- _Requirement_: From the line that contains "the white pickup" through the closing line of the entries, write out each line exactly; pictures stay out.

========

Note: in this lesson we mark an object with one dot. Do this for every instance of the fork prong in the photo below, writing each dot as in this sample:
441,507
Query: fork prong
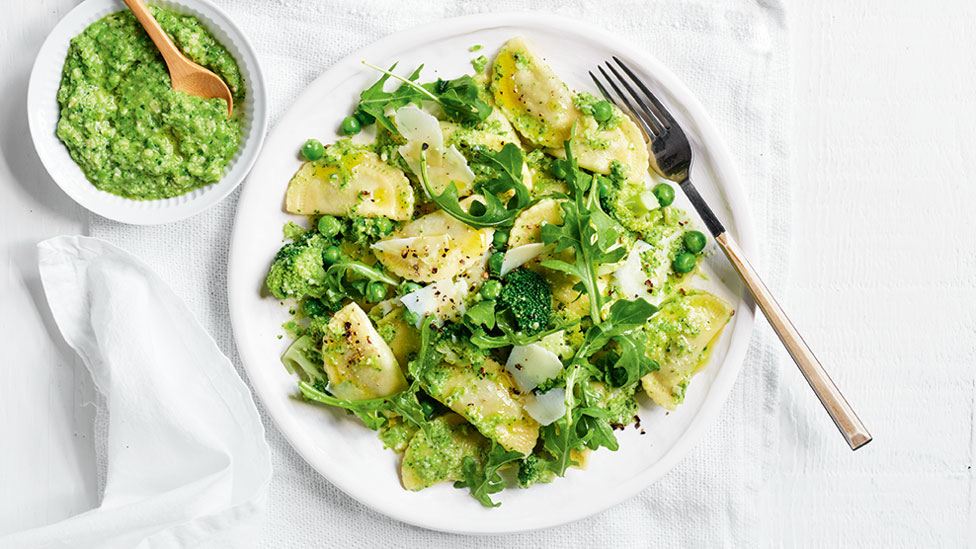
603,90
651,127
662,113
637,98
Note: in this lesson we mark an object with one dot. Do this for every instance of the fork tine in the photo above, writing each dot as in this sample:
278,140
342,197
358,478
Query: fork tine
662,113
602,89
657,119
650,125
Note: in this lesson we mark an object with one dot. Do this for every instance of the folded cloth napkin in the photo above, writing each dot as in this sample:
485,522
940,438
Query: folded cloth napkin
187,462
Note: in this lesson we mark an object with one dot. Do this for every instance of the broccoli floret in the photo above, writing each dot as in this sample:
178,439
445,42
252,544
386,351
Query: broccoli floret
534,469
303,358
528,298
298,269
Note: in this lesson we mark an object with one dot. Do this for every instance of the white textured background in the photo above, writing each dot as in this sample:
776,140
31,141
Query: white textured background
878,273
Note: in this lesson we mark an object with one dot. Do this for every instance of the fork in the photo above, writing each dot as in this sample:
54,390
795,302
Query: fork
671,157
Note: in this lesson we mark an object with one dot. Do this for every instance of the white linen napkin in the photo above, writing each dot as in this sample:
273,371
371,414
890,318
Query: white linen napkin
187,462
734,55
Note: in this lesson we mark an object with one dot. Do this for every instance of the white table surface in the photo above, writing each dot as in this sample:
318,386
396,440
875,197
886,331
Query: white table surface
882,283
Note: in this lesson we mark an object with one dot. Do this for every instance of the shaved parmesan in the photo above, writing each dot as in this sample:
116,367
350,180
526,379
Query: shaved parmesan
532,364
547,407
444,164
516,257
444,300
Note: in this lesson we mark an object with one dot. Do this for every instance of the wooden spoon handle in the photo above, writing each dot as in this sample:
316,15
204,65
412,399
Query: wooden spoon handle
175,59
830,396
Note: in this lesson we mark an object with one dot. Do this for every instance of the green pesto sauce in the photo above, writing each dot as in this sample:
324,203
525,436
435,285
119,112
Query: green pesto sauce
128,130
479,63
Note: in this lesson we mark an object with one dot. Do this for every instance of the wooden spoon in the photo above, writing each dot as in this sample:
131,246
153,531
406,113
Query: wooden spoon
185,75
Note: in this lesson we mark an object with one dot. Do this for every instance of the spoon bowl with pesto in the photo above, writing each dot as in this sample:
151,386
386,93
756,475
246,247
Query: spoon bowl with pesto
117,137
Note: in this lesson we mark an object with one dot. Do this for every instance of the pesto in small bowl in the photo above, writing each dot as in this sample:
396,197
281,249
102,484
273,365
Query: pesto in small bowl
129,131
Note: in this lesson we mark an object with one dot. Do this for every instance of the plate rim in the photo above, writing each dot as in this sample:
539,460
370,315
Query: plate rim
730,184
141,212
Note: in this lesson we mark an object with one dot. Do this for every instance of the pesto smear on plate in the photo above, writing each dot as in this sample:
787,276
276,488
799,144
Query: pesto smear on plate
128,130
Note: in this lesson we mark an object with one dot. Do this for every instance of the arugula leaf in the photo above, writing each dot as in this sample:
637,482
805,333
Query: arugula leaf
405,403
485,480
624,316
373,101
459,98
632,363
587,230
512,337
493,213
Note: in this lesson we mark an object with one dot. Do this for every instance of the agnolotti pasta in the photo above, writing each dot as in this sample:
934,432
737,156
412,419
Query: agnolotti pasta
546,114
680,335
357,183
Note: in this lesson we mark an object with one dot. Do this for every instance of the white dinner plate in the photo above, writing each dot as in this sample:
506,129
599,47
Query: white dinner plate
43,113
338,445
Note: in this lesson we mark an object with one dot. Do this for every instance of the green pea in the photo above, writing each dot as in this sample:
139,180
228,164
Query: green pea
313,307
332,254
359,286
684,263
477,208
491,289
375,292
558,168
495,263
313,149
499,239
694,241
602,111
384,225
664,194
363,118
329,226
410,287
411,318
350,125
427,408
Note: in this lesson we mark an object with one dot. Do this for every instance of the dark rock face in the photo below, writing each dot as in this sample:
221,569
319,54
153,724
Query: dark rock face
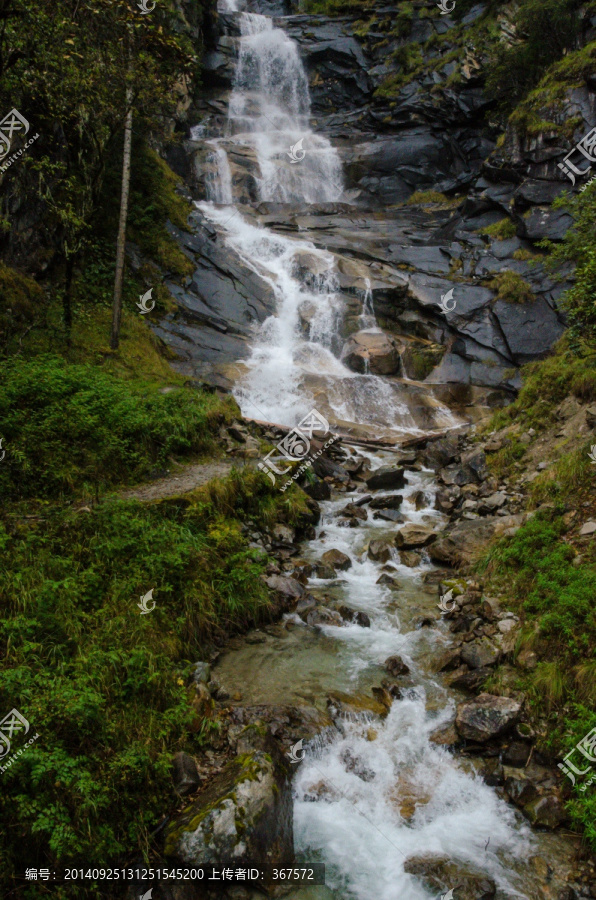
486,717
244,814
386,478
439,873
430,134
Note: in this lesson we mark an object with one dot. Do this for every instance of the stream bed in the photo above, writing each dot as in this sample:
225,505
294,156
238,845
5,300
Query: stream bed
379,791
374,791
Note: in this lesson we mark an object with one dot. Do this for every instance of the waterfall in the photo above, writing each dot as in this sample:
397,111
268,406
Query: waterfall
295,362
219,178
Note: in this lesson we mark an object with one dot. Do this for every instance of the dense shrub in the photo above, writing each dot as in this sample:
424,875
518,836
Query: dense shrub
67,427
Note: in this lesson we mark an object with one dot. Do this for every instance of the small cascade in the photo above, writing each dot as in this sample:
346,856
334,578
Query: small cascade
269,111
368,321
219,179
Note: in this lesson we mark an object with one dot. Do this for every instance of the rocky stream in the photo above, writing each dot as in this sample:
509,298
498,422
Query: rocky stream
315,289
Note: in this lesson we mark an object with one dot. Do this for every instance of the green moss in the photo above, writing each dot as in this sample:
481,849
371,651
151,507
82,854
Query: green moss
501,230
526,255
22,304
432,198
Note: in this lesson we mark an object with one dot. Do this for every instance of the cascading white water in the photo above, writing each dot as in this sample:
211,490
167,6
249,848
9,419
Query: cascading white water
219,179
269,111
290,372
365,801
294,363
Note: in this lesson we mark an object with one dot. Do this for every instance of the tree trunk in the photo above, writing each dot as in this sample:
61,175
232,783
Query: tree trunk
120,244
67,297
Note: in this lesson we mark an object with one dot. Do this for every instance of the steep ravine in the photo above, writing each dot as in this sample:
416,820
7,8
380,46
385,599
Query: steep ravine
294,273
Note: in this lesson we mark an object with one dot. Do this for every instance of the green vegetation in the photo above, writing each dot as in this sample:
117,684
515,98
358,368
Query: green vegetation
549,29
546,572
116,431
108,690
512,287
579,247
501,230
432,198
551,588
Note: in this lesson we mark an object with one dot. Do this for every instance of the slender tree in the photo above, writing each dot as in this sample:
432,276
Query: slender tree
121,240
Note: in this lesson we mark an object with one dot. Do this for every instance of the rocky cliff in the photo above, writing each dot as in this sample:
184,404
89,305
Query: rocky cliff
437,196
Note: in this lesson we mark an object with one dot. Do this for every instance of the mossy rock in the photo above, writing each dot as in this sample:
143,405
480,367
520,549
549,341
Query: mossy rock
244,814
20,299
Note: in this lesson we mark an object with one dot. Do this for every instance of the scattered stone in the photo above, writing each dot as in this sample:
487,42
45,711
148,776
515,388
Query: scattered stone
244,814
492,503
447,499
186,774
423,622
447,660
526,659
386,579
283,534
486,717
379,551
356,765
336,560
354,512
320,615
414,536
318,489
201,673
288,590
588,528
389,515
445,736
420,500
375,352
354,615
396,666
350,705
441,874
516,754
546,812
480,653
322,571
409,558
468,679
386,477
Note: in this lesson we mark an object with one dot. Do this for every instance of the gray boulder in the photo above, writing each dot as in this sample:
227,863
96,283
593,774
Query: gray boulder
486,717
386,477
244,816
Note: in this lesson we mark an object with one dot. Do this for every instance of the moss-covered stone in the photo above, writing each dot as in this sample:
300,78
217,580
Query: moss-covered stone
244,815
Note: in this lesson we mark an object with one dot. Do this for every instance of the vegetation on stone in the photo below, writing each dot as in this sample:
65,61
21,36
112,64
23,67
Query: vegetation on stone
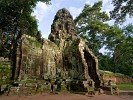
68,59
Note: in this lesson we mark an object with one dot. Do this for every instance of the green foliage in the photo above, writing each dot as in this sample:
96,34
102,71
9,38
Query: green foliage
91,25
122,8
125,86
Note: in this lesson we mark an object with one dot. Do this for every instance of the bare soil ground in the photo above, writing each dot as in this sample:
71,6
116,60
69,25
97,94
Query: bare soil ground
66,96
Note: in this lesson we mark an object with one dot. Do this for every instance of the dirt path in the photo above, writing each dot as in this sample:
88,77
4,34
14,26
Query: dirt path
47,96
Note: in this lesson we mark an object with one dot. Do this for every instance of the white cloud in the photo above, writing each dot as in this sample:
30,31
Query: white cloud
40,11
75,11
107,6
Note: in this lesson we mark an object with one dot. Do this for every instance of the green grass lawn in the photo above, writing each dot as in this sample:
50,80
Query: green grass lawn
125,86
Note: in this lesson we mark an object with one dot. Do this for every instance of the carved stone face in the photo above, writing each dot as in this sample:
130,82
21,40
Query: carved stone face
63,24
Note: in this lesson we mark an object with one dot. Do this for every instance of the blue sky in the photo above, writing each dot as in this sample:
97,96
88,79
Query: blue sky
45,13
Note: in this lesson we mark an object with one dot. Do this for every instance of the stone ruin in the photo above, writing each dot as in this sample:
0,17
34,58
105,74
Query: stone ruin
63,56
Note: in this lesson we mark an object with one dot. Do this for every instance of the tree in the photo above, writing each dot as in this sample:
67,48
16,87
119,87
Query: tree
15,20
124,52
122,8
91,25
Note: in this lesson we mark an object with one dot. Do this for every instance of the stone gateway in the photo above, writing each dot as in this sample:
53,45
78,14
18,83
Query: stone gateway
63,56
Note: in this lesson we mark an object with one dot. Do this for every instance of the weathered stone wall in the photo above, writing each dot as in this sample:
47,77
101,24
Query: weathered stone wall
60,59
5,72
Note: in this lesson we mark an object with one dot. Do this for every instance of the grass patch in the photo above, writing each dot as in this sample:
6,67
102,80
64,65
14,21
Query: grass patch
125,86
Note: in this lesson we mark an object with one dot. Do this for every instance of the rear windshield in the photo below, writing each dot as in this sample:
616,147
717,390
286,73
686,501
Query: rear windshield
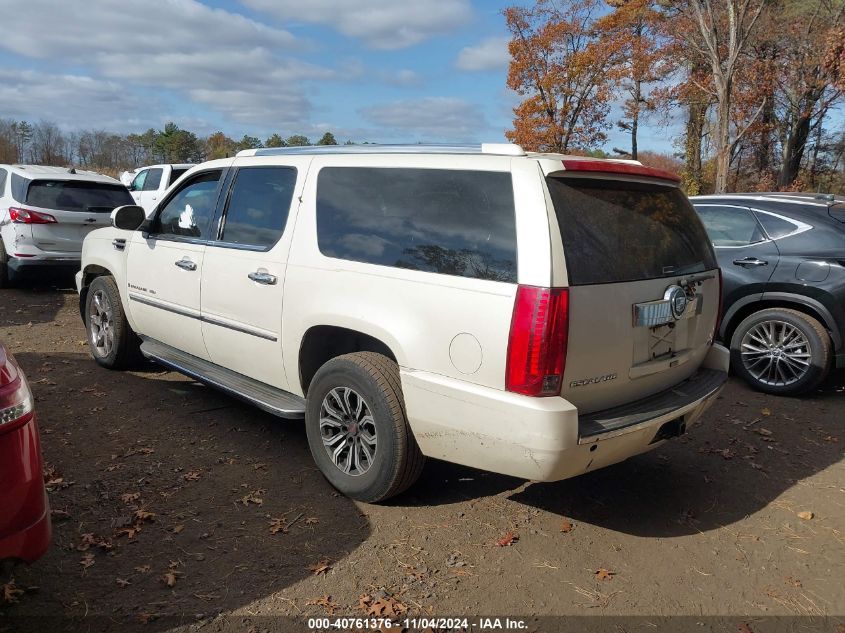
617,231
76,195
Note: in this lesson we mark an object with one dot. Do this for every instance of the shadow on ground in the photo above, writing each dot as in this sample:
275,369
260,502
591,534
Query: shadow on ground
219,478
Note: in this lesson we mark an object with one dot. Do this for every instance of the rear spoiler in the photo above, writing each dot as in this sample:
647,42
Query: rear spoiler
618,167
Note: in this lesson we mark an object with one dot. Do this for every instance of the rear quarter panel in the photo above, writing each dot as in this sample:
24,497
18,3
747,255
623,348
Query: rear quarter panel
428,320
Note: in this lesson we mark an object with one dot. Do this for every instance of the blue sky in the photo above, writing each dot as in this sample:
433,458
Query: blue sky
375,70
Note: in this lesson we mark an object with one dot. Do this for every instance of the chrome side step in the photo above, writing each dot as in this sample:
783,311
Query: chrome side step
273,400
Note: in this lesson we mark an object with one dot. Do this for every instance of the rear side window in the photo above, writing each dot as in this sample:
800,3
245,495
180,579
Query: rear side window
775,226
730,226
153,179
189,211
258,205
616,230
76,195
175,175
450,222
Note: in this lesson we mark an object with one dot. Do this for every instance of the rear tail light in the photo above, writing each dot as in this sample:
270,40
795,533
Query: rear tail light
25,216
537,345
15,397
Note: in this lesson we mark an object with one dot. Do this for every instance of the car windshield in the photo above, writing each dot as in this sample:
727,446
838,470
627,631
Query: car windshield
76,195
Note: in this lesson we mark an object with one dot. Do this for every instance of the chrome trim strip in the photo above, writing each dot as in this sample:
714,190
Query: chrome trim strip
203,318
161,306
238,328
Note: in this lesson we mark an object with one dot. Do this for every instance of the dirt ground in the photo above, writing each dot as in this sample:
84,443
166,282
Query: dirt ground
177,507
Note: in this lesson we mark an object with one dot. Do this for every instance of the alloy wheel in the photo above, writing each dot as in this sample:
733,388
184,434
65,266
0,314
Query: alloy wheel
348,431
776,353
101,324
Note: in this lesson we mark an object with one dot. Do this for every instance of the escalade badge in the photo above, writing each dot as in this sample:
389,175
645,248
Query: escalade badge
677,299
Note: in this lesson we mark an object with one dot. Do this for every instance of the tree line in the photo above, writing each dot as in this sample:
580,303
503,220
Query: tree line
755,84
45,143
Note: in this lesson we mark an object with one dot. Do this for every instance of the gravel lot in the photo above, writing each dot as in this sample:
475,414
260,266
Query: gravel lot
174,504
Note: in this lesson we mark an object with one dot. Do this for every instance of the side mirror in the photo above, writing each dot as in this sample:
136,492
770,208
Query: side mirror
128,217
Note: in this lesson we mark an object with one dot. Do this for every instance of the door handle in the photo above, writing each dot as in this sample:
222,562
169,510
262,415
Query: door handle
750,261
263,278
186,264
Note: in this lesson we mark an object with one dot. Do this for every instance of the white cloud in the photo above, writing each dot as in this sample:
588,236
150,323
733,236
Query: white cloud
71,101
430,119
403,78
488,54
382,24
217,58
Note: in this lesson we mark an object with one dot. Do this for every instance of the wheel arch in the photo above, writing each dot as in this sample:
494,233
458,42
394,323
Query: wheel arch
89,273
321,343
809,306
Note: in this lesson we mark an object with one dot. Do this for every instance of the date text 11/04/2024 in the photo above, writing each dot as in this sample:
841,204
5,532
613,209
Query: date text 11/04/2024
479,624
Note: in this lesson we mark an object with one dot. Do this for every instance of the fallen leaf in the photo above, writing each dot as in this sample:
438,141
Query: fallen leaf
279,525
129,532
604,574
169,578
11,593
326,603
143,515
322,567
253,497
87,560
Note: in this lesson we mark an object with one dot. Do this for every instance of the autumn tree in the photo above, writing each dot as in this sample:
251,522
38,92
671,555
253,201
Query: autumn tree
809,86
636,27
560,66
720,35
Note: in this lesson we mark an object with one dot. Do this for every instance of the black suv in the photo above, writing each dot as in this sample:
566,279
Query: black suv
782,257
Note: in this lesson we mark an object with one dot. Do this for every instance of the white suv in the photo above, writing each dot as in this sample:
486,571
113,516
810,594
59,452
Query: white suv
45,212
536,315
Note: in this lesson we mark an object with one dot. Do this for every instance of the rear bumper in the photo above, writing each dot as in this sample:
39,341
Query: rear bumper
540,438
25,529
27,265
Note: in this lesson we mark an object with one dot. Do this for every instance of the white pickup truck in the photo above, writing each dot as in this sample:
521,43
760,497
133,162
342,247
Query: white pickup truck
150,183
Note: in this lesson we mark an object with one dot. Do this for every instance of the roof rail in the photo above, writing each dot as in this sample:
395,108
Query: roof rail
501,149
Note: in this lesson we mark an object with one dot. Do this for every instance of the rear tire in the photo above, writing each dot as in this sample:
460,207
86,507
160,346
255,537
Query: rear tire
781,351
112,342
357,428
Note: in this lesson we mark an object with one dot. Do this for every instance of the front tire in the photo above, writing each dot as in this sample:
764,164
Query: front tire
357,428
780,351
112,342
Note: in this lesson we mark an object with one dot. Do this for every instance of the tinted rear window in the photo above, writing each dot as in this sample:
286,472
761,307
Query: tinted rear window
435,220
77,195
617,231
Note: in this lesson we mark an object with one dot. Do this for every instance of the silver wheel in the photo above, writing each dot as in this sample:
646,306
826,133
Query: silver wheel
101,324
348,431
776,353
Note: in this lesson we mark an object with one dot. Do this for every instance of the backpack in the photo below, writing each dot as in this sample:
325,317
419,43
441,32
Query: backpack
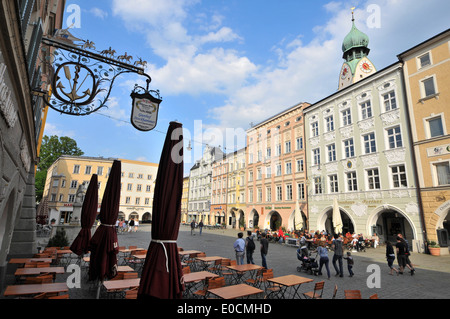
250,244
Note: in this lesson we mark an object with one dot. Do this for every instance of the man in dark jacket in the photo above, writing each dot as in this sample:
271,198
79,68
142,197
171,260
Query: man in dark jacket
338,254
264,249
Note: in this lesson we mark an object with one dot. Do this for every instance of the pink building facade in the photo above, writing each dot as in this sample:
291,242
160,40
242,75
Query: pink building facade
276,171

========

- _Solution_:
Note: in this lesson we mark an object with one dot. Do this for every instance of the white pickup truck in the photo above, writing each dot as in this sample:
521,43
760,497
133,162
342,247
Query: white pickup truck
150,183
Note: in this lesson we mark an object with one dot. Do this for every instance of the roof rail in the photo above, writing each dot as in this sample:
395,108
Query: roof rail
501,149
Note: in this lesson we mark an object with one dot. Do this for every instance of the rear tire in the photo above, writing each dot as in this sample:
460,207
86,507
160,346
255,537
Query: rear tire
781,351
112,342
357,428
Note: in this lesson we mark an object with one dot. Do this for every instance of the front tire in the photo above, writing each dot as in this sample:
764,164
Query: front tire
357,428
780,351
112,342
Note: in this lesson we mark an object with one dot. Do this for every instance of the tinted rear window in the photo above, writing each dot as in this sample:
286,472
761,307
Query: tinted rear window
435,220
77,195
617,231
Note: in this lesson we mark an object with one dot. Do this for every instance of the silver wheel in the photo above, writing each dot as in this sample:
646,306
826,133
Query: silver wheel
101,324
348,431
776,353
Note: in this lesson we mark an object with one dot. Do this for every instance of the backpack in the photo below, writing each dot as in this sample:
325,317
419,43
441,32
Query: backpack
250,244
Note: in this lesson we mark an object with one dot. Do this for every instance of the man in dark jacket in the photo above, writing each dot as in this sample:
271,198
79,68
142,197
171,260
Query: man in dark jacket
338,254
264,249
Note: in this lesson we mark an object with one dot. Do this for every instance of the pink building facade in the photo above, writing each dot as in this sample:
291,242
160,40
242,75
Query: pink building facade
276,171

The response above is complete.